**EXCERPT TO READ**
⁂

Identify file formats ● TIMING ~5 min
1| For SNP data available in standard PED and MAP file formats, as in our CG study, follow option A. For SNP data available in standard binary file format, as in our GWA study, follow option B. The instructions provided here are for unpacking the sample data provided as gzipped files at
http://www.well.ox.ac.uk/ggeu/NPanalysis/. If using the .zip files provided as
supplementary Data 1 or
supplementary Data 2, please proceed directly to step 2.
▲
CRITICAL STEP The format in which genotype data are returned to investigators varies according to genome-wide SNP platforms and genotyping centers. We assume that genotypes have been called by the genotyping center, undergone appropriate quality control filters as described in a previous protocol
3 and returned as clean data in a standard file format.
- Standard PED and MAP file format
- Download the file ‘cg-data.tgz’.
- Type ‘tar -xvzf cg-data.tgz’ at the shell prompt to unpack the gzipped .tar file and create files ‘cg.ped’ and ‘cg.map’.
▲
CRITICAL STEP The simulated data used here have passed standard quality control filters: all individuals have a missing data rate of < 20%, and SNPs with a missing rate of > 5%, a MAF < 1% or an HWE
P value < 1 × 10
− 4 have already been excluded. These filters were selected in accordance with procedures described elsewhere
3 to minimize the influence of genotype-calling artifacts in a CG study.

⁂

**PROBLEMS AND TASKS**
(a) Decide whether each statement agrees with the SNP file-format protocol, answering yes or no and quoting the words from the protocol that settle it. (i) SNP data in standard binary file format should follow option A. (ii) Anyone using the .zip supplementary files can go straight to step 2. (iii) Unpacking cg-data.tgz produces the files cg.ped and cg.map.
(b) Write the next part of the SNP file-format protocol, starting right after its last sentence.
The items below come from a separate source and are not part of the SNP file-format protocol.

(Dataset entries)

⁂

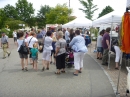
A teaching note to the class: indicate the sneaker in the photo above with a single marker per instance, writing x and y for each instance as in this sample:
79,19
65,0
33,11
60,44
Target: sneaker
9,54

⁂

**EXERCISE ANSWERS**
(a)
(i) No: "For SNP data available in standard binary file format, as in our GWA study, follow option B."
(ii) Yes: "please proceed directly to step 2."
(iii) Yes: "to unpack the gzipped .tar file and create files ‘cg.ped’ and ‘cg.map’"

(b)
- Standard binary file format
- Download the file ‘gwa-data.tgz’.
- Type ‘tar -xvzf gwa-data.tgz’ at the shell prompt to unpack the gzipped .tar file and obtain the standard binary files ‘gwa.bed’, ‘gwa.bim’ and ‘gwa.fam’ and the covariate file ‘gwa-covar.’
▲
CRITICAL STEP Optimized binary BED files contain the genotype information and the corresponding BIM/FAM files contain the map and pedigree information. The binary BED file is a compressed file that allows faster processing in PLINK and takes less storage space, thus facilitating the analysis of large-scale data sets
32.
▲
CRITICAL STEP The simulated data used here have passed standard quality control: all individuals have a missing data rate of < 10%. SNPs with a missing rate > 10%, a MAF < 1% or an HWE
P value < 1 × 10
− 5 have already been excluded. These filters were selected in accordance with procedures described elsewhere
3 to minimize the influence of genotype-calling artifacts in a GWA study.
? TROUBLESHOOTING
Basic descriptive summary ● TIMING ~5 min
2| To obtain a summary of MAFs in case and control populations and an estimate of the OR for association between the minor allele (based on the whole sample) and disease in the CG study, type ‘plink --file cg --assoc --out data’. In any of the PLINK commands in this protocol, replace the ‘--file cg’ option with the ‘--bfile gwa’ option to use the binary file format of the GWA data rather than the PED and MAP file format of the CG data.
▲ CRITICAL STEP PLINK always creates a log file called ‘data.log’, which includes details of the implemented commands, the number of cases and controls in the input files, any excluded data and the genotyping rate in the remaining data. This file is very useful for checking the software is successfully completing commands.
▲ CRITICAL STEP The options in a PLINK command can be specified in any order.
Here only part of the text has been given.